* **TASK TO COMPLETE**:
Restate, word for word, every line of the data.

(Excerpts of bounding box data)
———

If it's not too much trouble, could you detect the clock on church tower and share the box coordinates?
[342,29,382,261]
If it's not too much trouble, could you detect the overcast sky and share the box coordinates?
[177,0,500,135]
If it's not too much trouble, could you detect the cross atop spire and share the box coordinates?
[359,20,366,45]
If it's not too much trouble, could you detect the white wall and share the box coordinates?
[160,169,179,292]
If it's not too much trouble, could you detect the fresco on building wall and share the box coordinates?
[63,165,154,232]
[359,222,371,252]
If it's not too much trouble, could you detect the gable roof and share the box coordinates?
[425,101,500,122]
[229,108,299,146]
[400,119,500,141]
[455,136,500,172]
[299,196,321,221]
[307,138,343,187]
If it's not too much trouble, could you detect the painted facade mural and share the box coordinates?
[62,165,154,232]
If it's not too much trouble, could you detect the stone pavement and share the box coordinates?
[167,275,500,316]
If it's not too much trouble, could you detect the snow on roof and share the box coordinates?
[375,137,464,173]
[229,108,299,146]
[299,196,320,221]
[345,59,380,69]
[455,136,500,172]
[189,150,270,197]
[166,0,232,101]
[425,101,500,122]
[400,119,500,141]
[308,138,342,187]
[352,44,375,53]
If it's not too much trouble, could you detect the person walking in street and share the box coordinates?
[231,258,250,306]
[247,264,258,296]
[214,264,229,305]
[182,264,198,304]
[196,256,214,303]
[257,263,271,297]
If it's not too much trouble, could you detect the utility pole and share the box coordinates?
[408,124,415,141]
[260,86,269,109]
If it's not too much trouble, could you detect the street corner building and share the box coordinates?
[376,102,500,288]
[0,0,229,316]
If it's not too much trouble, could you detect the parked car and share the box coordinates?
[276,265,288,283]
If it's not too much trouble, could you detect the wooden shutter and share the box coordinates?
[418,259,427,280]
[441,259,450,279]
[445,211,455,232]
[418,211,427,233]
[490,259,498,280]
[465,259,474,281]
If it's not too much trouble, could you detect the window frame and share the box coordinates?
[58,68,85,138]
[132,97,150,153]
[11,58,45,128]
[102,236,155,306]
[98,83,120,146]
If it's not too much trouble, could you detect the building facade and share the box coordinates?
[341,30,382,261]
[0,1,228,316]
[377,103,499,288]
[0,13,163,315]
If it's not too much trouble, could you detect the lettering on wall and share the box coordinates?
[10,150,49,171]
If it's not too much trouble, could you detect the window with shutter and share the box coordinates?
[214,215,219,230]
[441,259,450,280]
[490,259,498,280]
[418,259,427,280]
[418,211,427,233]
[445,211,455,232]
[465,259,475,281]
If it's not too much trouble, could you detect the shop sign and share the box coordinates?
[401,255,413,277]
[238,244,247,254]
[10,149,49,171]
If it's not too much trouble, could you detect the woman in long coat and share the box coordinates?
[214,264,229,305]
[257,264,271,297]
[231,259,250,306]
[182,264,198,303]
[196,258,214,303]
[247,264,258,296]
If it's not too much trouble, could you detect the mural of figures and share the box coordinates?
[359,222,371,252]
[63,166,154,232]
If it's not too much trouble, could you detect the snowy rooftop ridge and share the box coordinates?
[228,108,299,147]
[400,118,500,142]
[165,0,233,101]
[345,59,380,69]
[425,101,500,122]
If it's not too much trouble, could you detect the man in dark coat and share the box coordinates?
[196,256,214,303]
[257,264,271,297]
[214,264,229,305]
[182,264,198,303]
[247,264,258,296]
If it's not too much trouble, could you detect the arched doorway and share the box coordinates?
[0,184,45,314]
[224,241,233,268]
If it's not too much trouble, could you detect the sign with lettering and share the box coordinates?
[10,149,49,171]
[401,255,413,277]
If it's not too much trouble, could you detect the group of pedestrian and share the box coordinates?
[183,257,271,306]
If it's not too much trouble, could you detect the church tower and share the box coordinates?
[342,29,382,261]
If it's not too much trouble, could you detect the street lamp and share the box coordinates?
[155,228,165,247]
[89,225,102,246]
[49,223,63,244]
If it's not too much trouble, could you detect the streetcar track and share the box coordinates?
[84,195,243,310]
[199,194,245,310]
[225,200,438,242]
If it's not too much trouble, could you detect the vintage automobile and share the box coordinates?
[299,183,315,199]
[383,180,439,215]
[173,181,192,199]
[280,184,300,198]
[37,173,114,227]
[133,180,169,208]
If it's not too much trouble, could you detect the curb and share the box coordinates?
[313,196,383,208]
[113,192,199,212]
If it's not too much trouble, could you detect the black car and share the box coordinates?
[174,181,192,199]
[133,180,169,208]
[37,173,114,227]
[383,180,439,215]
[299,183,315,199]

———

* **ANSWER TO THIS PROBLEM**:
If it's not too much trouble, could you detect the clock on church tower and share the box coordinates?
[342,29,382,261]
If it's not too much trouble, could you detect the overcast sky and share the box coordinates?
[177,0,500,135]
If it's not too much trouble, could you detect the cross atop spire and share the box coordinates?
[359,20,366,45]
If it's not too much trouble, could you detect the white wall and share the box coordinates?
[160,169,179,292]
If it's not too much trouble, could you detect the fresco on building wall and share the box coordinates?
[63,165,154,232]
[359,222,371,252]
If it's not too much trouble, could you detect the gable roof and share the box coordinates?
[425,101,500,122]
[229,108,299,146]
[400,119,500,141]
[455,136,500,172]
[299,196,321,221]
[307,138,343,187]
If it's not too much trouble, could you detect the painted facade mural and share the box coordinates?
[62,165,154,232]
If it's not too much trouble, could you detect the stone pavement and share the box coordinates?
[167,275,500,316]
If it's not too much trouble, could you detect the snow on roof and share the box coordinates?
[375,137,464,173]
[229,108,299,146]
[299,196,320,221]
[345,59,380,69]
[455,136,500,172]
[189,150,270,197]
[166,0,232,101]
[425,101,500,122]
[400,119,500,141]
[308,138,342,187]
[352,44,375,53]
If it's not too much trouble, could you detect the person walking in street and share the box coordinates?
[231,258,250,306]
[247,264,258,296]
[214,264,229,305]
[182,264,198,304]
[196,256,214,303]
[257,263,271,297]
If it's not too much trouble, could you detect the utility pole and share the box coordinates?
[408,124,415,141]
[260,86,269,109]
If it's not too much trouble, could you detect the street corner building and share the box coordinates?
[376,102,500,288]
[0,0,229,316]
If it's not too much trouble, could you detect the parked car and share the box coordinates?
[276,265,288,283]
If it's not too much trouble, could you detect the wooden shutter and share the box coordinates?
[418,259,427,280]
[441,259,450,279]
[445,211,455,232]
[418,211,427,233]
[490,259,498,280]
[465,259,474,281]
If it's not too much trouble, could you detect the window frame and share the box coordinates?
[58,68,85,138]
[132,97,150,153]
[11,58,45,128]
[102,236,155,306]
[98,83,120,146]
If it's not too much trouble, could you detect the building facade and share the box coordinates?
[341,30,382,261]
[0,1,228,316]
[377,103,499,288]
[0,13,163,315]
If it's not too much trouble, could you detect the lettering on wall and share the box coordinates?
[10,150,49,171]
If it's not too much trouble, could you detect the window with shutter and share the box coordinates?
[214,215,219,230]
[441,259,450,280]
[490,259,498,280]
[418,259,427,280]
[418,211,427,233]
[445,211,455,232]
[465,259,475,281]
If it's not too much trouble, could you detect the shop sign and share the box coordinates?
[401,255,413,277]
[238,244,247,254]
[10,149,49,171]
If it's not too much trouble, could you detect the woman in long coat and share the box coordinates?
[214,264,229,305]
[257,264,271,297]
[231,259,250,306]
[182,264,198,303]
[196,258,214,303]
[247,264,258,296]
If it's not too much trouble, could you detect the mural of figures and share the box coordinates?
[359,222,371,252]
[63,166,154,232]
If it's not too much trouble, could you detect the snowy rooftop ridge and share the box coordinates?
[228,108,299,147]
[400,118,500,142]
[165,0,233,101]
[345,59,380,69]
[425,101,500,122]
If it's not too much trouble, could you detect the man in dark coat and share the box coordinates?
[196,256,214,303]
[257,264,271,297]
[214,264,229,305]
[182,264,198,303]
[247,264,258,296]
If it's not too much trouble, could you detect the arched doorway and share the box coordinates?
[0,184,45,314]
[224,241,233,268]
If it's not too much trouble, could you detect the sign with lettering and share the box coordinates?
[10,149,49,171]
[401,255,413,277]
If it's not too much trouble, could you detect the group of pedestrian and share the box coordinates?
[183,257,271,306]
If it's not too much trouble, could you detect the church tower and share the box coordinates?
[342,29,382,261]
If it's not too much trouble, could you detect the street lamp and share the box coordinates?
[155,228,165,247]
[89,225,102,246]
[49,223,63,244]
If it's not too much trouble, could you detect the streetcar track and share the box coordinates?
[84,195,243,310]
[199,194,245,310]
[225,200,438,242]
If it's not too much trouble, could you detect the vintage automobile and share the box coordinates?
[299,183,315,199]
[383,180,439,215]
[173,181,192,199]
[280,184,300,198]
[37,173,114,227]
[133,180,169,208]
If it's not too much trouble, could you detect the curb and share the box coordinates?
[313,196,383,208]
[113,192,199,212]
If it's not too much trouble, could you detect the black car and share the box coordinates?
[174,181,192,199]
[133,180,169,208]
[37,173,114,227]
[383,180,439,215]
[299,183,315,199]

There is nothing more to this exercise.